Task instructions:
Could you please output all of the records exactly?
── Dataset content
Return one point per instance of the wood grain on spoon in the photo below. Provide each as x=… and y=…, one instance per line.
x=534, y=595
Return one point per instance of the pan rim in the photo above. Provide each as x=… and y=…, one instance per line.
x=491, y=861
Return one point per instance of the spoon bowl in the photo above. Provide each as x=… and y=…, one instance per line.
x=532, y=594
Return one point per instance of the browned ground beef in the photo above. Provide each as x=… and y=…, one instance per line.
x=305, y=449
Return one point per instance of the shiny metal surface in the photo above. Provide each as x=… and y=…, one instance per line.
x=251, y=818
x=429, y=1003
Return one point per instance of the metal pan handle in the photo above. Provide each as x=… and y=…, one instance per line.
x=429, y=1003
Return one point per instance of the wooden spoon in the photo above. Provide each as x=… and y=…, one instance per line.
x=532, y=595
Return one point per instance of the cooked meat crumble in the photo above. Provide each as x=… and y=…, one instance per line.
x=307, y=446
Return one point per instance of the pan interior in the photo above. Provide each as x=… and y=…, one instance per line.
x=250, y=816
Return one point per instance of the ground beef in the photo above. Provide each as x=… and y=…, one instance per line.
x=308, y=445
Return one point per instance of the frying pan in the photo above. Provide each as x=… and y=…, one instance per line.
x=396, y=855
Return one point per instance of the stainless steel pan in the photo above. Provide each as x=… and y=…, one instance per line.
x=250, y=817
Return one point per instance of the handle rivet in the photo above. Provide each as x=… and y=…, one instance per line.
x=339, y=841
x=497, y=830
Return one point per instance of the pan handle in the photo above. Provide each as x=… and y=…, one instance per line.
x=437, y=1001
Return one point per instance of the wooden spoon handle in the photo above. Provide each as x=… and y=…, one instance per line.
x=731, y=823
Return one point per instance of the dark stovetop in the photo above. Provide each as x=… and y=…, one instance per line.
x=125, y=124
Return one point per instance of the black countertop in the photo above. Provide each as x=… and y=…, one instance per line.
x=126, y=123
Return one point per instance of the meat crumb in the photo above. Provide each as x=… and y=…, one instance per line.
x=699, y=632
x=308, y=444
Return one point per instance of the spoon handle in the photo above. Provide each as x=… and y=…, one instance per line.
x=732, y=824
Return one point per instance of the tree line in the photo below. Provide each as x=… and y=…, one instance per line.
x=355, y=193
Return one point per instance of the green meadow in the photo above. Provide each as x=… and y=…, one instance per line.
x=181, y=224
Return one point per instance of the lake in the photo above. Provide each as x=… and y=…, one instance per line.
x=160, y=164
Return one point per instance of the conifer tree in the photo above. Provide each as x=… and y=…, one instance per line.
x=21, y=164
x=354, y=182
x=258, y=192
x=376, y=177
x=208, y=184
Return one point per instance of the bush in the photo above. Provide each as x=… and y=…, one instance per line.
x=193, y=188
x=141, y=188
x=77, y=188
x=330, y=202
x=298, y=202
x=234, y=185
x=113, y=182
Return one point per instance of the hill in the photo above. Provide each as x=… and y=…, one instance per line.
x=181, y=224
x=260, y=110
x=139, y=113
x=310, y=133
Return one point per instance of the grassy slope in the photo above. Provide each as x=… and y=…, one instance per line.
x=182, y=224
────
Task output:
Return one point per instance of the wood grain on spoon in the photo below. Provide each as x=… and y=…, one instance per line.
x=534, y=595
Return one point per instance of the pan rim in the photo above. Provide each as x=… and y=…, one instance per line.
x=491, y=861
Return one point per instance of the spoon bowl in the photo above. Provide each as x=… and y=…, one instance per line.
x=532, y=594
Return one point per instance of the browned ground beef in the photo above. Provide each as x=… and y=…, one instance per line.
x=305, y=449
Return one point per instance of the shiny metal surface in the photo above. Provide each as x=… and y=…, one instance per line.
x=251, y=818
x=429, y=1003
Return one point per instance of the metal pan handle in the photo above. Provide each as x=… and y=…, one instance per line.
x=429, y=1003
Return one point per instance of the wooden spoon in the photo above. Provide each as x=… and y=…, one instance per line.
x=532, y=595
Return one point per instance of the cooked meat crumble in the photo above. Provide each as x=… and y=…, one instance per line.
x=307, y=446
Return one point per instance of the pan interior in the photo above. Provide each as x=… and y=…, one instance per line.
x=250, y=816
Return one point per instance of the ground beef in the photo above. Provide each as x=… and y=…, one instance per line.
x=308, y=445
Return one point per instance of the frying pan in the photo above. Provide each as x=… and y=…, one instance per line.
x=396, y=855
Return one point per instance of the stainless steel pan in the photo above. Provide each as x=… and y=…, one instance per line.
x=250, y=817
Return one point per instance of the handle rivet in the photo above. Provide each as x=… and y=…, one instance per line.
x=339, y=841
x=497, y=830
Return one point per instance of the pan handle in the photo above. Provide each as x=… and y=…, one instance per line.
x=437, y=1001
Return one point per instance of the wooden spoon handle in the photo above. Provide each as x=… and y=…, one instance per line.
x=731, y=823
Return one point per instance of the dark stovetop in the photo above. Provide each as x=… and y=…, one instance per line.
x=125, y=124
Return one point per instance of the black countertop in the photo above. Provide each as x=… and y=…, one instance per line.
x=126, y=123
Return one point per instance of the meat crumb in the photo above. Provide each as x=… and y=…, one instance per line.
x=699, y=632
x=308, y=444
Return one point per instance of the spoon handle in the photo above. Provide each as x=… and y=…, one instance per line.
x=732, y=824
Return one point per instance of the tree line in the photo below. Provide each as x=… and y=…, one instance per line.
x=355, y=193
Return one point per instance of the green meadow in the photo above. Provide each as x=… and y=…, one instance per line.
x=181, y=224
Return one point per instance of the lake in the photo above. Provide each as x=… and y=…, one instance per line.
x=160, y=164
Return one point per instance of the conifer tree in the photo above. Provide each as x=… and y=…, one instance per line.
x=21, y=164
x=354, y=182
x=258, y=192
x=376, y=177
x=208, y=184
Return one point per instance of the bush in the photo above. Provide each as x=… and y=…, one instance per line.
x=193, y=188
x=141, y=188
x=77, y=188
x=330, y=202
x=298, y=202
x=234, y=185
x=113, y=182
Return one point per instance of the hill in the photo above. Provide each as x=… and y=…, one instance per line.
x=181, y=224
x=260, y=110
x=139, y=113
x=310, y=133
Return one point per instance of the grassy slope in the photo above. Provide each as x=… and y=…, one instance per line.
x=182, y=224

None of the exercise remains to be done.